Start

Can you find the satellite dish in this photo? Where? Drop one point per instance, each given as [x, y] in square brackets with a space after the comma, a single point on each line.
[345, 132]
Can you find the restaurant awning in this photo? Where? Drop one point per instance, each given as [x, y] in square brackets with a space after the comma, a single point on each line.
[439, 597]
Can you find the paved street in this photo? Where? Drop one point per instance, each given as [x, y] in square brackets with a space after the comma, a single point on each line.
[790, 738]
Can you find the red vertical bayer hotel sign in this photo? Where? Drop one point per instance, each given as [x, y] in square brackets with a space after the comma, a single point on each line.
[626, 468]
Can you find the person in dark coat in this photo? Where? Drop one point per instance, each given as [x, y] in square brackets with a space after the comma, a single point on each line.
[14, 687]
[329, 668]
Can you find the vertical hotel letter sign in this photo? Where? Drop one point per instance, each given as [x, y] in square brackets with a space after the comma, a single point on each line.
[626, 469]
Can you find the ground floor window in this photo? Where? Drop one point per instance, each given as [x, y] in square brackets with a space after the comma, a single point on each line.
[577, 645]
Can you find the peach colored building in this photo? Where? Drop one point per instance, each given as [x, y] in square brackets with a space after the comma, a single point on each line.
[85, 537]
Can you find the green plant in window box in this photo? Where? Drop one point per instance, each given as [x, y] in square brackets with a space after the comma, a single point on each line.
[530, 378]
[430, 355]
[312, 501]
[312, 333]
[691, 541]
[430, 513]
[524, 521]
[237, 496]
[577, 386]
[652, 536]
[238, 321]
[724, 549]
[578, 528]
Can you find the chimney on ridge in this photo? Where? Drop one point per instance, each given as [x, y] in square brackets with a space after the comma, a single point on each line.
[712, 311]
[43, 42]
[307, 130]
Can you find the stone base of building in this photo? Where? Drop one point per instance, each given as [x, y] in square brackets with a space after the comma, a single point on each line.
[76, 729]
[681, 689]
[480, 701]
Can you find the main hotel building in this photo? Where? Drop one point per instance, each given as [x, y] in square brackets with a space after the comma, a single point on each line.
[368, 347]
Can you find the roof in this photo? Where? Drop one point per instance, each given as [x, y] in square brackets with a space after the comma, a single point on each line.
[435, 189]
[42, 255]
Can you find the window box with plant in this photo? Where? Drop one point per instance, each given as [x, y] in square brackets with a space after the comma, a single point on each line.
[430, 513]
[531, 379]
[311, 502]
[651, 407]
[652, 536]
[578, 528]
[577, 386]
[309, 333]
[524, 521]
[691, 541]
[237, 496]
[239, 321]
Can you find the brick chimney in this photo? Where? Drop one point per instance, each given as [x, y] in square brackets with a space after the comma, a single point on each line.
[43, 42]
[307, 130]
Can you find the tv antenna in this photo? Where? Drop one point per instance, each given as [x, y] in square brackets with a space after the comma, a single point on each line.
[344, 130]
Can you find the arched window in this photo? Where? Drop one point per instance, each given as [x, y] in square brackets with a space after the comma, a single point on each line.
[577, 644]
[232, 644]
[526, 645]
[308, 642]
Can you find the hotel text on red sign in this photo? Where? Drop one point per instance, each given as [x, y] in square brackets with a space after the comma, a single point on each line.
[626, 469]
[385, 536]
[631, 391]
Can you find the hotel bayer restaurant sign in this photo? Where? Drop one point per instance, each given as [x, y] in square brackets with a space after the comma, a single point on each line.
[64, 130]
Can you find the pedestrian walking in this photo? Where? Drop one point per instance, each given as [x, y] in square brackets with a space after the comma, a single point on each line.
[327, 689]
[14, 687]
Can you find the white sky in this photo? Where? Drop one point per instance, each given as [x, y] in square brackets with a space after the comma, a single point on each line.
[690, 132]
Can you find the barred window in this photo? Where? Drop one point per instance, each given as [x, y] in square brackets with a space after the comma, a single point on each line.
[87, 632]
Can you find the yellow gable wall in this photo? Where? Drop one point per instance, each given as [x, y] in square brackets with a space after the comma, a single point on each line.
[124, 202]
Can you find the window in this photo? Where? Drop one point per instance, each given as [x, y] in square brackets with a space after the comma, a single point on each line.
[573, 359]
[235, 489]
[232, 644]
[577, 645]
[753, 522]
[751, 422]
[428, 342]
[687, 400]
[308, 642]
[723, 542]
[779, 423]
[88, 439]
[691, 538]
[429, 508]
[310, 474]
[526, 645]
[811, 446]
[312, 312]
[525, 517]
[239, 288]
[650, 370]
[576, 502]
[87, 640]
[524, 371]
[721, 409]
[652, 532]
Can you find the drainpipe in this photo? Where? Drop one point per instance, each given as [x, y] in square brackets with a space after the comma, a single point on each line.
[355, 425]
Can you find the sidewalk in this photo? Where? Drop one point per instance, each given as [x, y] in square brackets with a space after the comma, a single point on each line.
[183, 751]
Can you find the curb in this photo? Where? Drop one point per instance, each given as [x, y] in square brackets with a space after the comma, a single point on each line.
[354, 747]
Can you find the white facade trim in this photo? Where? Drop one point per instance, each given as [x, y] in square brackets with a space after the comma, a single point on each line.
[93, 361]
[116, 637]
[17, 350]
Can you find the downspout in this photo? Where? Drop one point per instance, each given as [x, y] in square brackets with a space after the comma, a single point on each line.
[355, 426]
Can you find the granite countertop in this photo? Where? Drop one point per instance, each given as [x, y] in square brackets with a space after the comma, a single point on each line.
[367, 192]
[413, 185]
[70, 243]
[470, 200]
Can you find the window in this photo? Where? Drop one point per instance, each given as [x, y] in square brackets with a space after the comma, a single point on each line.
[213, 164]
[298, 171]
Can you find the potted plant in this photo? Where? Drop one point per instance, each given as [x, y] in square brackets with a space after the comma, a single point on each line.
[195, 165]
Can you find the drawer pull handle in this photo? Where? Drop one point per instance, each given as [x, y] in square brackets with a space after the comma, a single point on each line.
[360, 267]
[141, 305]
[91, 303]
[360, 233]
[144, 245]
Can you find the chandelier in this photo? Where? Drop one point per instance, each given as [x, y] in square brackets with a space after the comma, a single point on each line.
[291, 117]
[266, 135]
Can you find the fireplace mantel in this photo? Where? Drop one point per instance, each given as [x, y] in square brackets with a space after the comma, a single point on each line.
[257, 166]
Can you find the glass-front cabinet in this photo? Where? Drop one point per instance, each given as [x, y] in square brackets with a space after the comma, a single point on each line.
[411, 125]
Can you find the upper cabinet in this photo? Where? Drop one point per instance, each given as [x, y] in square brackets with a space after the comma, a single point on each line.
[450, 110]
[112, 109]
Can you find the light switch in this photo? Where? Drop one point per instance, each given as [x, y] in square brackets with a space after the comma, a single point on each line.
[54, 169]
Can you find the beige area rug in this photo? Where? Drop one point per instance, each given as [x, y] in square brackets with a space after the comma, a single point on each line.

End

:: Given task ::
Word for word, quote the lines from the line containing "Can you find the drawer" through the end of the material, both included, and nothing else.

:: Output of the task ::
Can you find the drawer pull handle in this photo? Where? Drop one point per instance, each given as [x, y] in square brackets with a space after the comma, a single point on each line.
[360, 267]
[141, 305]
[91, 303]
[360, 233]
[144, 245]
Can you find the chandelier in this photo? Where? Drop one point per instance, each given as [x, y] in square brackets with a space after the comma, a single point on each line.
[291, 117]
[266, 135]
Can you find the fireplace mantel in this photo? Where? Drop one point per instance, each given as [x, y] in square brackets with a space after the comma, a single point on each line.
[257, 166]
Can you find the glass-front cabinet in this photo? Where? Drop one point per instance, each given as [x, y] in square brackets with a space after the comma, a single point on each line.
[411, 125]
Can you find the upper cabinet in this photo? Where? Drop one point per instance, each given as [x, y] in square brackets with a space after the comma, a single point on each line.
[450, 110]
[112, 109]
Can you find the light switch in this photo? Where? Drop one point per instance, each given as [x, y] in square brackets with a space after the comma, a single point on each line.
[54, 169]
Can you find the beige area rug in this photo? Where? Drop one point per instance, each given as [x, y] in square brackets with a space after the comma, a single point on each line.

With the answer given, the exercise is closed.